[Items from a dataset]

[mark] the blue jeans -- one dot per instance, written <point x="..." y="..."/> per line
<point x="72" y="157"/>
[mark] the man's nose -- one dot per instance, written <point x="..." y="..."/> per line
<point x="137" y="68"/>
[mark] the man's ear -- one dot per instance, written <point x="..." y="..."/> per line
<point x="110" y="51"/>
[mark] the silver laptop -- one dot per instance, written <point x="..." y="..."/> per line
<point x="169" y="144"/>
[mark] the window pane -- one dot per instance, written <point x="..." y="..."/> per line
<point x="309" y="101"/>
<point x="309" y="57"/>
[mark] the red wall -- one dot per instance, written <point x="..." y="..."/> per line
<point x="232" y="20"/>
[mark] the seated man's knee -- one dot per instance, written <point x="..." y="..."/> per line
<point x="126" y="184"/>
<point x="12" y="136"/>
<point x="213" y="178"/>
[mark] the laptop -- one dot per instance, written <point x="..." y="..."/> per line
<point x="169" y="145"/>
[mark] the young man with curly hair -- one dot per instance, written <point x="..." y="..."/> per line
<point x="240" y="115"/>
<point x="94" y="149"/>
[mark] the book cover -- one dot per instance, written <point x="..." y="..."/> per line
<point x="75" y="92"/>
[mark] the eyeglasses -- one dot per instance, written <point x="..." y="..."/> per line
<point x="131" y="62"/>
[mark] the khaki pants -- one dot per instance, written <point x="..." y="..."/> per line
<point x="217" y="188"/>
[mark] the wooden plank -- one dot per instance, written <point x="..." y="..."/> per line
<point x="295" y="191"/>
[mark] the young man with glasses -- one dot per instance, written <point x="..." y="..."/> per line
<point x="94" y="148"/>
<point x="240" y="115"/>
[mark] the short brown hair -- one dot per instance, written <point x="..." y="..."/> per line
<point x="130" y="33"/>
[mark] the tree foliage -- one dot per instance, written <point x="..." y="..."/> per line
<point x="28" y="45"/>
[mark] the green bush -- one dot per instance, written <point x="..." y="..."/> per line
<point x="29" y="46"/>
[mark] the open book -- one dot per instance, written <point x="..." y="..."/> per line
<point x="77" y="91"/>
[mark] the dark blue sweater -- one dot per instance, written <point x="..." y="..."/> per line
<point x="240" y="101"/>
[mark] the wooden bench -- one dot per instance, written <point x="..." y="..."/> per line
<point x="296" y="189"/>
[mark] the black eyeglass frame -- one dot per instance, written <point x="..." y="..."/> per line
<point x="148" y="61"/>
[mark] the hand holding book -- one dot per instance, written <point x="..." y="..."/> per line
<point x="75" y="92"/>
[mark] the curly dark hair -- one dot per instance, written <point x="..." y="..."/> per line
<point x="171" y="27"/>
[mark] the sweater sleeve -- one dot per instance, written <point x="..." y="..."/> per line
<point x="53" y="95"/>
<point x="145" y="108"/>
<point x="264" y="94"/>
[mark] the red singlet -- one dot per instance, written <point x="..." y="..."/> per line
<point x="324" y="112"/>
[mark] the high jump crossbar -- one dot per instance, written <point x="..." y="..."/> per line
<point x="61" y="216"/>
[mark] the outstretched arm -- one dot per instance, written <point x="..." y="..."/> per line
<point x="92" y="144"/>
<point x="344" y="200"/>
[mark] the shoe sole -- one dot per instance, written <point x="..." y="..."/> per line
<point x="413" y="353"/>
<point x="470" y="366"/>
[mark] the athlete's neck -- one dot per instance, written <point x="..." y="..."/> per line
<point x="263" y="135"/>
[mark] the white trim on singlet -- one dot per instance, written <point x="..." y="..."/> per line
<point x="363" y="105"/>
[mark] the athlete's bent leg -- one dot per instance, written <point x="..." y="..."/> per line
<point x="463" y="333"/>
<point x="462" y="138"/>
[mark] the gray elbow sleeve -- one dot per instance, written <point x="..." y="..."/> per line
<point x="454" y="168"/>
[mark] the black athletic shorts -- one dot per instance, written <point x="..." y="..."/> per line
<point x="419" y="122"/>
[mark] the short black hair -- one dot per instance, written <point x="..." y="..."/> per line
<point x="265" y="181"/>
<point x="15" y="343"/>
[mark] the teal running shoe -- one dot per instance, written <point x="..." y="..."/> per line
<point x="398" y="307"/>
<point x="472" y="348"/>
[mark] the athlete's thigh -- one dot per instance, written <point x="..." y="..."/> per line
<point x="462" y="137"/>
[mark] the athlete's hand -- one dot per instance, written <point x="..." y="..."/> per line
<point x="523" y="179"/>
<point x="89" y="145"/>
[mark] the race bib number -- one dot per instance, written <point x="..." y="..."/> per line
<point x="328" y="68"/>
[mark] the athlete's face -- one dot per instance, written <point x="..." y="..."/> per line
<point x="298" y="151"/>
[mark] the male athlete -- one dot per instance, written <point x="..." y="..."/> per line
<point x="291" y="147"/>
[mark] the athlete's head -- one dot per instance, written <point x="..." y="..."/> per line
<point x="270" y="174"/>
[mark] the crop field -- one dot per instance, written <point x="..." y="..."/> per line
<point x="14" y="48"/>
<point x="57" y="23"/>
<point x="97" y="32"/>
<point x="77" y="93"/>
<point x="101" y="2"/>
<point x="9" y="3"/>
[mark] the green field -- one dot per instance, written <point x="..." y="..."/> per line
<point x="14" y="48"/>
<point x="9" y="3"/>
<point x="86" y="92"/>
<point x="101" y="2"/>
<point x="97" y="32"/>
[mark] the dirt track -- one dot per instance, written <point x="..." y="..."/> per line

| Problem details |
When you answer, repeat each entry exactly as it appears above.

| Result of the exercise |
[mark] the blue jeans -- one dot per instance, written <point x="..." y="..."/> per line
<point x="72" y="157"/>
[mark] the man's nose -- one dot per instance, written <point x="..." y="..."/> per line
<point x="137" y="68"/>
[mark] the man's ear -- one dot per instance, written <point x="..." y="..."/> per line
<point x="110" y="51"/>
[mark] the silver laptop -- one dot per instance, written <point x="..." y="..."/> per line
<point x="169" y="144"/>
[mark] the window pane -- one dot per instance, written <point x="..." y="..."/> per line
<point x="309" y="101"/>
<point x="309" y="57"/>
[mark] the red wall -- one dot per instance, written <point x="..." y="..."/> per line
<point x="232" y="20"/>
[mark] the seated man's knee -- one dot per instance, written <point x="..." y="..."/> per line
<point x="126" y="184"/>
<point x="12" y="136"/>
<point x="213" y="178"/>
[mark] the laptop -- one dot per instance, written <point x="..." y="..."/> per line
<point x="169" y="145"/>
[mark] the young man with curly hair -- one dot per instance, written <point x="..." y="..."/> per line
<point x="240" y="115"/>
<point x="94" y="149"/>
[mark] the book cover -- one dot per instance, written <point x="..." y="..."/> per line
<point x="75" y="92"/>
[mark] the eyeglasses -- one dot per instance, written <point x="..." y="..."/> per line
<point x="131" y="62"/>
[mark] the khaki pants -- one dot per instance, written <point x="..." y="..."/> per line
<point x="217" y="188"/>
[mark] the wooden plank -- one dot per instance, written <point x="..." y="..."/> per line
<point x="295" y="191"/>
[mark] the young man with glasses -- one dot per instance, written <point x="..." y="..."/> per line
<point x="94" y="148"/>
<point x="240" y="115"/>
[mark] the short brown hair -- one dot per instance, written <point x="..." y="..."/> per line
<point x="130" y="33"/>
[mark] the tree foliage -- one dot per instance, written <point x="..." y="..."/> per line
<point x="28" y="45"/>
[mark] the green bush -- one dot per instance, written <point x="..." y="..."/> per line
<point x="29" y="46"/>
[mark] the open book -- one dot per instance, written <point x="..." y="..."/> per line
<point x="77" y="91"/>
[mark] the dark blue sweater -- one dot per instance, written <point x="..." y="..."/> per line
<point x="240" y="101"/>
[mark] the wooden bench -- one dot per instance, written <point x="..." y="..."/> per line
<point x="296" y="189"/>
[mark] the black eyeglass frame -- one dot per instance, written <point x="..." y="..."/> per line
<point x="148" y="61"/>
[mark] the hand holding book -- one dot per instance, written <point x="..." y="..."/> per line
<point x="75" y="92"/>
[mark] the curly dark hair -- one dot per instance, written <point x="..." y="..."/> per line
<point x="171" y="27"/>
[mark] the sweater sleeve -- one dot per instance, written <point x="..." y="..."/> per line
<point x="53" y="95"/>
<point x="145" y="108"/>
<point x="264" y="94"/>
[mark] the red singlet -- one dot per instance, written <point x="..." y="..."/> per line
<point x="324" y="112"/>
[mark] the high jump crossbar -- one dot per instance, written <point x="..." y="..."/> per line
<point x="61" y="216"/>
[mark] the outstretched arm -- one dot per instance, written <point x="..." y="..."/> per line
<point x="92" y="144"/>
<point x="344" y="200"/>
[mark] the shoe sole -- one dot per instance, written <point x="..." y="..."/> per line
<point x="413" y="353"/>
<point x="470" y="366"/>
[mark] the athlete's neck -- one dot per instance, written <point x="..." y="..."/> per line
<point x="263" y="135"/>
[mark] the white trim on singlet -- one dot per instance, written <point x="..." y="..."/> per line
<point x="363" y="105"/>
[mark] the athlete's bent leg -- one dot per instance, written <point x="..." y="..."/> per line
<point x="463" y="333"/>
<point x="462" y="138"/>
[mark] the gray elbow sleeve -- one dot per instance, written <point x="..." y="..."/> per line
<point x="454" y="168"/>
[mark] the black athletic shorts -- one dot per instance, written <point x="..." y="..."/> per line
<point x="419" y="122"/>
[mark] the short black hair -- one dot per instance, written <point x="..." y="..."/> per line
<point x="265" y="181"/>
<point x="15" y="343"/>
[mark] the teal running shoe -- one dot per instance, written <point x="..." y="..."/> per line
<point x="398" y="307"/>
<point x="472" y="348"/>
[mark] the athlete's thigh -- one dot per instance, written <point x="..." y="..."/> per line
<point x="462" y="137"/>
[mark] the athlete's hand -- one dot per instance, written <point x="..." y="..."/> per line
<point x="523" y="179"/>
<point x="89" y="145"/>
[mark] the race bib number -- one dot per instance, written <point x="..." y="..."/> per line
<point x="328" y="68"/>
[mark] the athlete's face -- one dot per instance, written <point x="..." y="..."/> per line
<point x="298" y="151"/>
[mark] the male athlete -- one dot per instance, written <point x="..." y="..."/> per line
<point x="291" y="147"/>
[mark] the athlete's head -- one dot per instance, written <point x="..." y="..."/> per line
<point x="270" y="174"/>
[mark] the crop field -- one dot per instance, written <point x="..." y="..."/> per line
<point x="14" y="48"/>
<point x="57" y="23"/>
<point x="97" y="32"/>
<point x="77" y="93"/>
<point x="101" y="2"/>
<point x="9" y="3"/>
[mark] the green field -- one dot per instance, written <point x="..." y="..."/> per line
<point x="14" y="48"/>
<point x="9" y="3"/>
<point x="86" y="92"/>
<point x="101" y="2"/>
<point x="97" y="32"/>
[mark] the dirt track -- one dot per instance, written <point x="..." y="..."/> per line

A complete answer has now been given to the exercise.